SELECTED TEXT:
After eight months had passed, Capaccione lost most of the functionality of her right kidney. A test revealed severe atrophy of the kidney. The atrophy was caused by a complete obstruction of Capaccione's right ureter. Capaccione claimed that the obstruction was a result of a clip that was applied during the hysterectomy.
Capaccione sued Durgam; Nhan-Chang; Syed; Syed's practice, Richmond OB-GYN Associates; and Staten Island University Hospital. Capaccione alleged that Durgam, Nhan-Chang and Syed failed to properly perform the hysterectomy; that the doctors' failures constituted malpractice; that Richmond OB-GYN Associates was vicariously liable for Syed's actions; and that Staten Island University Hospital was vicariously liable for Nhan-Chang's actions.
Capaccione's counsel ultimately discontinued the claims against Nhan-Chang and Staten Island University Hospital. The matter proceeded to a trial against the remaining defendants.
Capaccione's counsel noted that the surgery was complicated by Capaccione's loss of more than 850 cubic centimeters of blood, and she further noted that the problem was addressed via the doctors' applications of clips. Capaccione's expert radiologist reviewed the results of CT scans that were performed after the surgery, and he opined that the images suggested that a clip had been applied to Capaccione's right ureter. Capaccione's expert gynecologist and expert urologist opined that Capaccione's postsurgical symptoms supported the radiologist's opinion, and they agreed that the clip was not removed after the surgery had been completed. Capaccione's counsel contended that the ureter should have been inspected before the surgery was concluded.

TASK REQUIREMENTS:
Please copy the passage of the malpractice case text starting with "After eight months" and going on through "during the hysterectomy.".

SUPPLIED DATA:
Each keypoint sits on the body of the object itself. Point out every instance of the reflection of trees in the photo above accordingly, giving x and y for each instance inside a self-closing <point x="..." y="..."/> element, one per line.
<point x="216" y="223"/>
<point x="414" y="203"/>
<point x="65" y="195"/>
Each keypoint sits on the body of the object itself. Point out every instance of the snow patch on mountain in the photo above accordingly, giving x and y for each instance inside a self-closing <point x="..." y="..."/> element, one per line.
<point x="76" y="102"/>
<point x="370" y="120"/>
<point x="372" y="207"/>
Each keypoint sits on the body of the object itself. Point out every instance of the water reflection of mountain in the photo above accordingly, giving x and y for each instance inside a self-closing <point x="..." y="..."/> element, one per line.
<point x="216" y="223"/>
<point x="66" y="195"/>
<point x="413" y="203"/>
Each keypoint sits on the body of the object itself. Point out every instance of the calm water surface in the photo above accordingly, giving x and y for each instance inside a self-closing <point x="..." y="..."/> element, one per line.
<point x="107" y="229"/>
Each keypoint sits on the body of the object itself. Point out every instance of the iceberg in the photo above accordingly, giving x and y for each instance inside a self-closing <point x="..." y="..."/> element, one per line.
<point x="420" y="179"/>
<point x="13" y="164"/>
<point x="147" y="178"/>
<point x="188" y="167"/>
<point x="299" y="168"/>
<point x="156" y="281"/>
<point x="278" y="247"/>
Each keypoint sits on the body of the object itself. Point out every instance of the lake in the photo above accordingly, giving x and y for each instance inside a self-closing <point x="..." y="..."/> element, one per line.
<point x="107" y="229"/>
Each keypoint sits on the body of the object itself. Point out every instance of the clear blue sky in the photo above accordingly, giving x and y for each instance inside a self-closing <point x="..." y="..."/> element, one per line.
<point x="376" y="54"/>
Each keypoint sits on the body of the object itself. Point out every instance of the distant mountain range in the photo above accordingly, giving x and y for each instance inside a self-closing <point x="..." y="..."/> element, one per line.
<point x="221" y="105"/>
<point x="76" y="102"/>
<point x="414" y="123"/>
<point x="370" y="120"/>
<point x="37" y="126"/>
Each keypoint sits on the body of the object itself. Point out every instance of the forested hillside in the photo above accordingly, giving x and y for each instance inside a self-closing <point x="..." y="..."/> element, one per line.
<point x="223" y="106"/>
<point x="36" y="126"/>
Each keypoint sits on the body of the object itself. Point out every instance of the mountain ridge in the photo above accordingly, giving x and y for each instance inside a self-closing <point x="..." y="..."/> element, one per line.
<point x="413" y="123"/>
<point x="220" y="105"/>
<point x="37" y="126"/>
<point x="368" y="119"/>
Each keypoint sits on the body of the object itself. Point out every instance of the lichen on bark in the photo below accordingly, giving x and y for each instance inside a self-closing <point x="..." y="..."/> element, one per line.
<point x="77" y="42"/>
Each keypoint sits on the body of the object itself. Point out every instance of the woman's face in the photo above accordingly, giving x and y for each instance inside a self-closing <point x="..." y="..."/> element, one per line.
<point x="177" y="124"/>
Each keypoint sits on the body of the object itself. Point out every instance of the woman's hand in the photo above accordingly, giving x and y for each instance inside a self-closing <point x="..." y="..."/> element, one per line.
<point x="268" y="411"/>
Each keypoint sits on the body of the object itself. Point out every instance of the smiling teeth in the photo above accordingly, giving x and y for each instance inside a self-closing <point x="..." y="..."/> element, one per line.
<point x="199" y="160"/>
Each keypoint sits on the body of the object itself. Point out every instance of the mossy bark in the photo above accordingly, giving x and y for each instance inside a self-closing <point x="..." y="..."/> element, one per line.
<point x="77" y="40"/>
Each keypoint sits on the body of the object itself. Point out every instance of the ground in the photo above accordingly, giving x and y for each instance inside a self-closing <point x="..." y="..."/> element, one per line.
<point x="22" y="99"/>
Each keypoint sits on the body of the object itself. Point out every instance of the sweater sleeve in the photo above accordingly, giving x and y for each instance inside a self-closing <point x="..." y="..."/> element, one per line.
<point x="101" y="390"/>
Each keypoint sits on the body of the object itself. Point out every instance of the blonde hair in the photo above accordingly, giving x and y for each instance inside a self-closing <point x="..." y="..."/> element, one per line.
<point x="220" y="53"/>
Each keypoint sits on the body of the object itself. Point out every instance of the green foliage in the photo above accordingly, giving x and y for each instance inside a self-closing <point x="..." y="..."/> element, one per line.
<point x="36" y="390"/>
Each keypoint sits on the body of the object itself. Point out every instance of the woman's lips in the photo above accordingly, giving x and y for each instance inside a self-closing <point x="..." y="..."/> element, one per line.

ANSWER TO THIS TASK:
After eight months had passed, Capaccione lost most of the functionality of her right kidney. A test revealed severe atrophy of the kidney. The atrophy was caused by a complete obstruction of Capaccione's right ureter. Capaccione claimed that the obstruction was a result of a clip that was applied during the hysterectomy.